═════ SUPPLIED RECORDS ═════

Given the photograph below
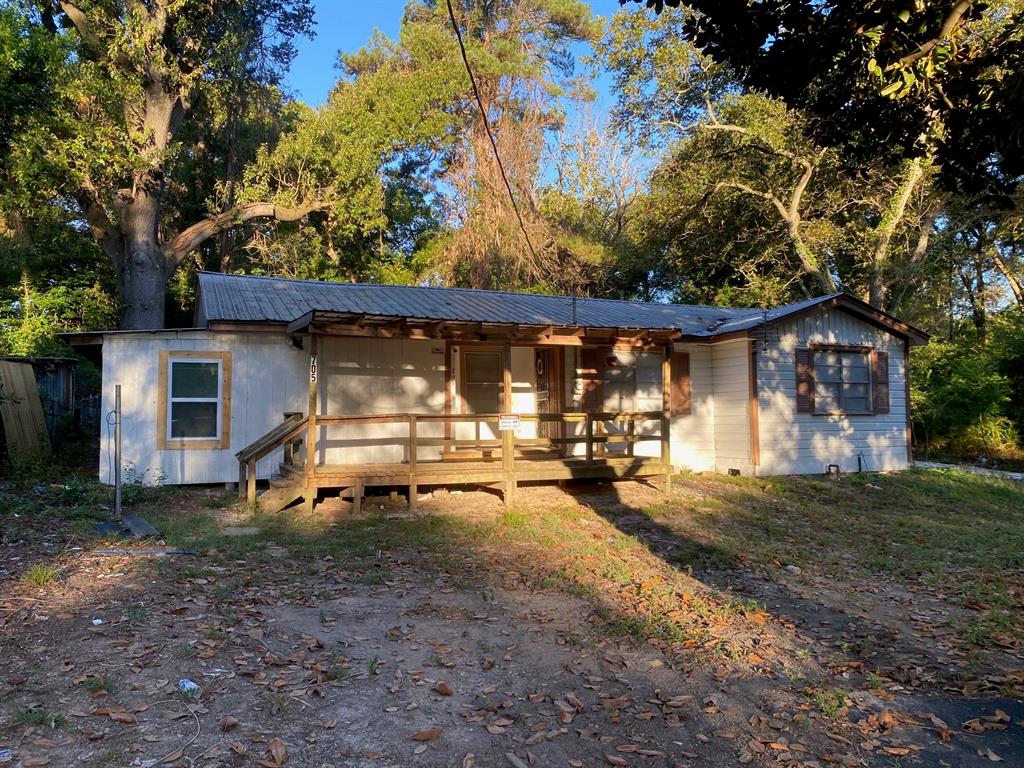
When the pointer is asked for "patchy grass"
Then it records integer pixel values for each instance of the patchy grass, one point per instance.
(950, 528)
(38, 717)
(41, 574)
(922, 527)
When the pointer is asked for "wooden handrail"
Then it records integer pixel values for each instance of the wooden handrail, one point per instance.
(505, 444)
(273, 439)
(563, 418)
(284, 434)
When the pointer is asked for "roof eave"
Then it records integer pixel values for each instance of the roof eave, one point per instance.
(914, 336)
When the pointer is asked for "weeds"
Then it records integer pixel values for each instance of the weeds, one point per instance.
(41, 574)
(830, 701)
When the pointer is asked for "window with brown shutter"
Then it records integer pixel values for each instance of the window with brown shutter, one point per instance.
(681, 388)
(590, 374)
(805, 382)
(838, 379)
(880, 376)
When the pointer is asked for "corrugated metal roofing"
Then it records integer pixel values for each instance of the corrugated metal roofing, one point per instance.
(259, 299)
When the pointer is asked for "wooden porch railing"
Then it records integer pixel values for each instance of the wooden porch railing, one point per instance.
(414, 469)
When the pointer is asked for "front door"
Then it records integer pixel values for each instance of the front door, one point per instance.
(544, 360)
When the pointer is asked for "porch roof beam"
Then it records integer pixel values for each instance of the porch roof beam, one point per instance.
(378, 326)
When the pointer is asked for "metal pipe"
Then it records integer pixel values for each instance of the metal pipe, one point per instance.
(117, 452)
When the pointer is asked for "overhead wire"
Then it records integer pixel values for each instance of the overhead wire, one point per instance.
(486, 127)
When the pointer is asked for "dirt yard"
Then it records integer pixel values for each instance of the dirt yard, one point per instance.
(870, 622)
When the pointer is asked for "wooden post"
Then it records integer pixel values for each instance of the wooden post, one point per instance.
(667, 416)
(356, 498)
(413, 491)
(251, 482)
(508, 436)
(314, 366)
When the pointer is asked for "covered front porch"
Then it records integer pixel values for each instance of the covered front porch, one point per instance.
(394, 402)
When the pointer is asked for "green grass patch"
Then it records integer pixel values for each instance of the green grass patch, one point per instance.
(38, 717)
(41, 574)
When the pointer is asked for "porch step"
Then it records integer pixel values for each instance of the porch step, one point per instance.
(283, 492)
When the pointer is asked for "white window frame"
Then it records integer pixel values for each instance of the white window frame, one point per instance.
(167, 357)
(171, 399)
(841, 401)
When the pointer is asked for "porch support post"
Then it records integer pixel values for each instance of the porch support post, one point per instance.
(413, 488)
(251, 483)
(667, 416)
(314, 365)
(508, 436)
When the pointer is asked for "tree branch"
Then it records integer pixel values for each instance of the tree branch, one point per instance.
(952, 19)
(108, 233)
(188, 240)
(77, 16)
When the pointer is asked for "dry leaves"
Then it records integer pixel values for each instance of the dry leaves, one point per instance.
(428, 735)
(278, 752)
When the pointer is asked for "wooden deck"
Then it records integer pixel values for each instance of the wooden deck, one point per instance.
(608, 451)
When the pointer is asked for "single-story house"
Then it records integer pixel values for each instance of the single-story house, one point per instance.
(410, 386)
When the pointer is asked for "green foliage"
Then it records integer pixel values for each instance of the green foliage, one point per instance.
(41, 574)
(885, 82)
(960, 396)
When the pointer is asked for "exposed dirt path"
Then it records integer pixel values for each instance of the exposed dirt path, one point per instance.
(393, 658)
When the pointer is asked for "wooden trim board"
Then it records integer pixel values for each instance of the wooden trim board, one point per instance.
(224, 441)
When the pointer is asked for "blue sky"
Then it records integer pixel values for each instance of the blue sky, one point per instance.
(346, 25)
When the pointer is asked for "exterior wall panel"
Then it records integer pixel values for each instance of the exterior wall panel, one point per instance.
(806, 443)
(730, 380)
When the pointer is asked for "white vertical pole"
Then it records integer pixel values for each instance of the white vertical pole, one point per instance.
(117, 452)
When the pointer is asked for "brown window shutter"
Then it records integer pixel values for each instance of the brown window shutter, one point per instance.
(681, 392)
(880, 381)
(591, 372)
(805, 381)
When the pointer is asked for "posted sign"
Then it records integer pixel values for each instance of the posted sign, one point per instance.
(508, 422)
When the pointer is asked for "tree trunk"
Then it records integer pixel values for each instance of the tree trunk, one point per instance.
(142, 269)
(1012, 280)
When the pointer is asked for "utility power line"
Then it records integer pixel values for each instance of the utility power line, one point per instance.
(486, 127)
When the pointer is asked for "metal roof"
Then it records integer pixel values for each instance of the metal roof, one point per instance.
(238, 298)
(258, 299)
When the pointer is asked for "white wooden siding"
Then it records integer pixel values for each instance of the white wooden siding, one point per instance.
(806, 443)
(693, 434)
(268, 377)
(731, 386)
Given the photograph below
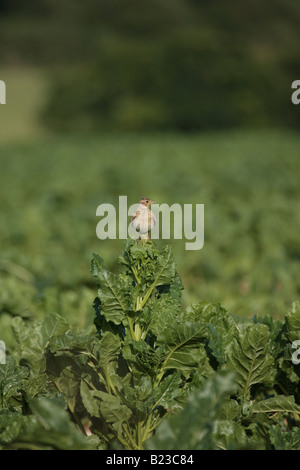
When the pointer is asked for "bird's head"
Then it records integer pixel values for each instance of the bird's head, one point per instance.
(146, 201)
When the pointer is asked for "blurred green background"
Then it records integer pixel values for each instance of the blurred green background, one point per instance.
(183, 101)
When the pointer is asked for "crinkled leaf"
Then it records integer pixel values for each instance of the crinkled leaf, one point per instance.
(249, 357)
(112, 292)
(282, 403)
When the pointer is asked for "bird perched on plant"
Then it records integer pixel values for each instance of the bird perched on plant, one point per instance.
(143, 220)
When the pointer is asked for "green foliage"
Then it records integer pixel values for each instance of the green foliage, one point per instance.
(150, 374)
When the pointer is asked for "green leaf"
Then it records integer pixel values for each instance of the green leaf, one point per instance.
(249, 357)
(112, 292)
(12, 378)
(282, 403)
(184, 346)
(105, 406)
(281, 439)
(292, 323)
(192, 428)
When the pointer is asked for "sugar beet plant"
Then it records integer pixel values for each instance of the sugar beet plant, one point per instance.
(150, 374)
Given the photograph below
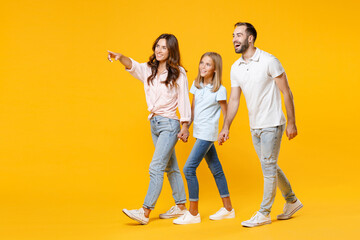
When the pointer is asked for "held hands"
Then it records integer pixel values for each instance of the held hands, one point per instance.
(116, 56)
(184, 133)
(223, 136)
(291, 130)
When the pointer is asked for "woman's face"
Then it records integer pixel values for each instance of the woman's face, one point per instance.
(161, 50)
(207, 67)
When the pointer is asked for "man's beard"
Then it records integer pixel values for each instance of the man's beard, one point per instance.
(244, 47)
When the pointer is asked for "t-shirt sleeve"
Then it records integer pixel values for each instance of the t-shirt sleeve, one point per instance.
(193, 88)
(234, 81)
(221, 94)
(275, 68)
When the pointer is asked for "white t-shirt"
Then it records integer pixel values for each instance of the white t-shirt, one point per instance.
(256, 80)
(207, 111)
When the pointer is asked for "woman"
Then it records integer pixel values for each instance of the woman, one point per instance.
(166, 89)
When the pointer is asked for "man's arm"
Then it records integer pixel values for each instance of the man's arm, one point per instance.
(283, 84)
(230, 115)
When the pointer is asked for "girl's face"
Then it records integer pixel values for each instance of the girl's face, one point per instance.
(161, 50)
(207, 67)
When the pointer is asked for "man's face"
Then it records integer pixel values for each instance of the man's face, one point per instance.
(240, 39)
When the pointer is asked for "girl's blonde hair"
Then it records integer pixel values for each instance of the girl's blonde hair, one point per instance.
(216, 81)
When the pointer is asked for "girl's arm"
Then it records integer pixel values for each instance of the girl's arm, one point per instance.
(192, 110)
(223, 106)
(123, 59)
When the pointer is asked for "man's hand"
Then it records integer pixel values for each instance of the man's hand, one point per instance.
(291, 130)
(223, 136)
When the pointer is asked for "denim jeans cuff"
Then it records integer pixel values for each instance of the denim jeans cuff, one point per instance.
(180, 202)
(151, 208)
(225, 195)
(193, 199)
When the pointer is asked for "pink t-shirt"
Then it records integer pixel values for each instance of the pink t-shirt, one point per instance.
(162, 100)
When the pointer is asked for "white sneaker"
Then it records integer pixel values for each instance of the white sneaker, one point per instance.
(289, 210)
(174, 211)
(187, 218)
(137, 215)
(223, 214)
(257, 219)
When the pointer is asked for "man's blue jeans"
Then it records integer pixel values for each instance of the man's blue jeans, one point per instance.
(164, 134)
(200, 150)
(267, 145)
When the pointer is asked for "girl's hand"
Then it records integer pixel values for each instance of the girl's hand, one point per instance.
(223, 136)
(184, 133)
(114, 55)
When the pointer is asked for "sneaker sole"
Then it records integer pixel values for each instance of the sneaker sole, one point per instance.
(127, 213)
(255, 225)
(169, 216)
(286, 217)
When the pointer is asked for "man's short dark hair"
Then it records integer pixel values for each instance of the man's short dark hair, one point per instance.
(250, 30)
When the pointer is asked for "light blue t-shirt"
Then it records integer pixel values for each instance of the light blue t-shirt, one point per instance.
(207, 111)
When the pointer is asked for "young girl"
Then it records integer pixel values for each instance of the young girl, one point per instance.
(166, 88)
(209, 96)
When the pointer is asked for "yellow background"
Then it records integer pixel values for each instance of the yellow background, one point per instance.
(75, 142)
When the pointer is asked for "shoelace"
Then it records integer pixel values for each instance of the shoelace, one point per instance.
(220, 211)
(172, 209)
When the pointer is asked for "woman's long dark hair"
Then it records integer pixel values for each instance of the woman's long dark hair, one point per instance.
(173, 62)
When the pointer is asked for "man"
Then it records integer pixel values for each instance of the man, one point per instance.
(260, 76)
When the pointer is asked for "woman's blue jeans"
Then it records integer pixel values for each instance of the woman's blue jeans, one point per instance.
(200, 150)
(164, 134)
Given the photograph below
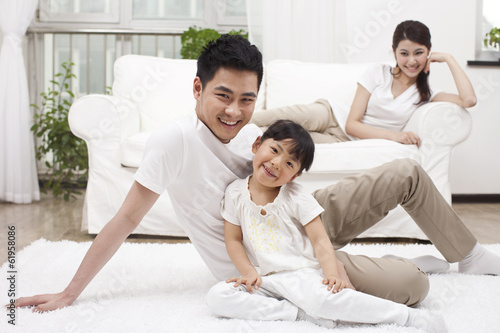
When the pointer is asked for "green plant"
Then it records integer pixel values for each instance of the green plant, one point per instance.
(194, 39)
(492, 37)
(65, 155)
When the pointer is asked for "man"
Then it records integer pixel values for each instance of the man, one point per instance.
(195, 158)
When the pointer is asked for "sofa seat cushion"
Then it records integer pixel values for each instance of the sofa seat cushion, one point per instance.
(359, 155)
(132, 148)
(344, 157)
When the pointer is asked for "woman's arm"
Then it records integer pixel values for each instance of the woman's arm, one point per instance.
(466, 96)
(356, 128)
(234, 246)
(325, 254)
(137, 203)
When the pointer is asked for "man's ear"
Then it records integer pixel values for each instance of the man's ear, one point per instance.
(197, 88)
(298, 174)
(256, 144)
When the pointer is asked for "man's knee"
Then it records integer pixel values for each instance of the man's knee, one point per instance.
(413, 287)
(405, 167)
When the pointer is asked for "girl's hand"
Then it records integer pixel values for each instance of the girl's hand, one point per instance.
(435, 57)
(44, 303)
(248, 280)
(334, 283)
(407, 138)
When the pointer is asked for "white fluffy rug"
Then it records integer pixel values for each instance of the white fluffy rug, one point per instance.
(161, 288)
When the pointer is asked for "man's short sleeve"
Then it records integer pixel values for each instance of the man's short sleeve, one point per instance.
(228, 205)
(162, 159)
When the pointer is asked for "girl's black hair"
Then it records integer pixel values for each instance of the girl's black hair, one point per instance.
(417, 32)
(302, 147)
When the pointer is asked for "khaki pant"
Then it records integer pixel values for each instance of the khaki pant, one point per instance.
(317, 118)
(356, 203)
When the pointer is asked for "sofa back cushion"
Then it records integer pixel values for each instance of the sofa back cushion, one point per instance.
(290, 82)
(162, 89)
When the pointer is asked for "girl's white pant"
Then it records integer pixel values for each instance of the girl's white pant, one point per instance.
(282, 294)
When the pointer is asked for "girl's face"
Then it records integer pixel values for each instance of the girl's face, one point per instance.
(273, 165)
(411, 57)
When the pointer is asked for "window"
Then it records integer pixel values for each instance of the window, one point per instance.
(93, 33)
(168, 9)
(488, 18)
(79, 11)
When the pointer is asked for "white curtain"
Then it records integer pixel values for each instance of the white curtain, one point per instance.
(18, 175)
(294, 29)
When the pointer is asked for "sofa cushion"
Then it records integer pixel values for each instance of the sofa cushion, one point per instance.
(359, 155)
(161, 89)
(132, 148)
(344, 157)
(290, 82)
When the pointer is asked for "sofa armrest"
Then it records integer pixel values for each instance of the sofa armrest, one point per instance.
(441, 126)
(103, 122)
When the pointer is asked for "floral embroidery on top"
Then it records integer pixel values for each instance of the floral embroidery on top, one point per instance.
(264, 236)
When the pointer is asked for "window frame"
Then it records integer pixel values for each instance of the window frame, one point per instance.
(121, 17)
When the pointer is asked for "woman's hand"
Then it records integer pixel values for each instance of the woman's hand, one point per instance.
(252, 278)
(407, 138)
(334, 283)
(436, 57)
(46, 302)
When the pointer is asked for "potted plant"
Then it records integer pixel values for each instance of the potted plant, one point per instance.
(194, 39)
(493, 38)
(64, 155)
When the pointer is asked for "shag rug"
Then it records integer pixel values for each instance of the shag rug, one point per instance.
(162, 288)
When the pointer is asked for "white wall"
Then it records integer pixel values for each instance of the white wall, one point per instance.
(369, 25)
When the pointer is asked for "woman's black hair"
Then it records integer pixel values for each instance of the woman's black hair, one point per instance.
(302, 147)
(417, 32)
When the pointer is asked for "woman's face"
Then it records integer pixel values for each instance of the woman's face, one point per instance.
(411, 57)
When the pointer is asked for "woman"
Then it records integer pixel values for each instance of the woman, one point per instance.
(386, 97)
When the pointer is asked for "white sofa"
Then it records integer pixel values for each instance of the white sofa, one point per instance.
(149, 91)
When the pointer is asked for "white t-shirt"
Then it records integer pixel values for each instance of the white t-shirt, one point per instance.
(188, 161)
(383, 110)
(275, 241)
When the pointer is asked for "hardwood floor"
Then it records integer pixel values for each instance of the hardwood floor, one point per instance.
(56, 219)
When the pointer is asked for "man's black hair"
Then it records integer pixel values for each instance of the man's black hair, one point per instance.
(302, 147)
(229, 51)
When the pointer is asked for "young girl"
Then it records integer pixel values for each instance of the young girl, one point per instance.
(386, 97)
(277, 241)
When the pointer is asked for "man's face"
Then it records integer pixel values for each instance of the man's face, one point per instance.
(227, 102)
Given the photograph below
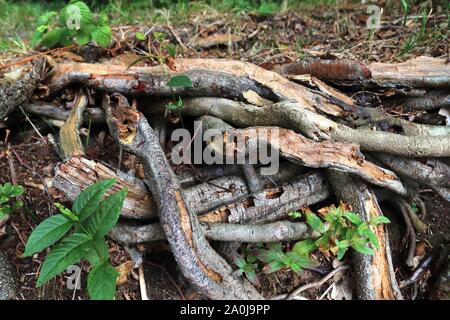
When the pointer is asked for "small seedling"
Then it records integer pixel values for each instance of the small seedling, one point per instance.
(247, 267)
(90, 219)
(74, 24)
(8, 202)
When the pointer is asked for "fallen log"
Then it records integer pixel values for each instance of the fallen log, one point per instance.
(290, 115)
(198, 262)
(18, 85)
(77, 173)
(132, 234)
(272, 204)
(325, 154)
(433, 173)
(374, 275)
(420, 72)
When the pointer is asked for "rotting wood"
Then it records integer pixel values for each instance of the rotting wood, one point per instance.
(420, 72)
(198, 262)
(18, 85)
(69, 137)
(272, 204)
(133, 234)
(77, 173)
(374, 275)
(325, 154)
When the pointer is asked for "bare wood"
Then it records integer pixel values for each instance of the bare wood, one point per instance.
(77, 173)
(272, 204)
(69, 137)
(325, 154)
(18, 85)
(198, 262)
(420, 72)
(375, 278)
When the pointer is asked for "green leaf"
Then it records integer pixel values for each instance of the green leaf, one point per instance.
(47, 233)
(342, 244)
(140, 36)
(68, 252)
(67, 212)
(74, 13)
(295, 215)
(252, 277)
(54, 37)
(304, 247)
(105, 217)
(314, 222)
(361, 245)
(171, 49)
(369, 234)
(45, 18)
(341, 252)
(379, 219)
(83, 38)
(89, 199)
(96, 251)
(102, 282)
(103, 19)
(353, 218)
(180, 81)
(274, 266)
(239, 261)
(102, 35)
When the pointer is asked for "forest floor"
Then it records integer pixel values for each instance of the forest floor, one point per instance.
(266, 40)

═════

* YOUR ASSIGNMENT
All that the answer may hold is the lines from the one with "log, one point per instance." through the end of the data, set down exactly as they appear.

* YOUR SOLUTION
Then it records integer pixel values for each instance of the fallen log, one point per instance.
(290, 115)
(198, 262)
(18, 85)
(77, 173)
(132, 234)
(272, 204)
(325, 154)
(433, 173)
(374, 275)
(420, 72)
When the pointer is asked for "rotting wood"
Then it records integer pixel values for each instance of the rotting wood, one point per instance.
(420, 72)
(198, 262)
(18, 85)
(69, 137)
(272, 204)
(133, 234)
(77, 173)
(374, 275)
(325, 154)
When the pointer is asked for "bare wood"
Then it records integer pixel values for each instance of the bare wood, one point per instance.
(77, 173)
(272, 204)
(69, 137)
(325, 154)
(18, 85)
(198, 262)
(420, 72)
(375, 278)
When the pointer is asked for "green leaf"
Then it records integer pixel values for each instance of the green leaf, one point per instance.
(47, 233)
(342, 244)
(140, 36)
(68, 252)
(67, 212)
(74, 13)
(295, 215)
(252, 277)
(54, 37)
(304, 247)
(105, 217)
(314, 222)
(361, 245)
(171, 49)
(369, 234)
(45, 18)
(341, 252)
(379, 219)
(83, 38)
(89, 199)
(96, 251)
(102, 282)
(103, 19)
(353, 218)
(180, 81)
(274, 266)
(239, 261)
(102, 35)
When the pointer is asked for "forest floor"
Then it records integer pixel values for each instance of the forest floor, one point per instance.
(266, 40)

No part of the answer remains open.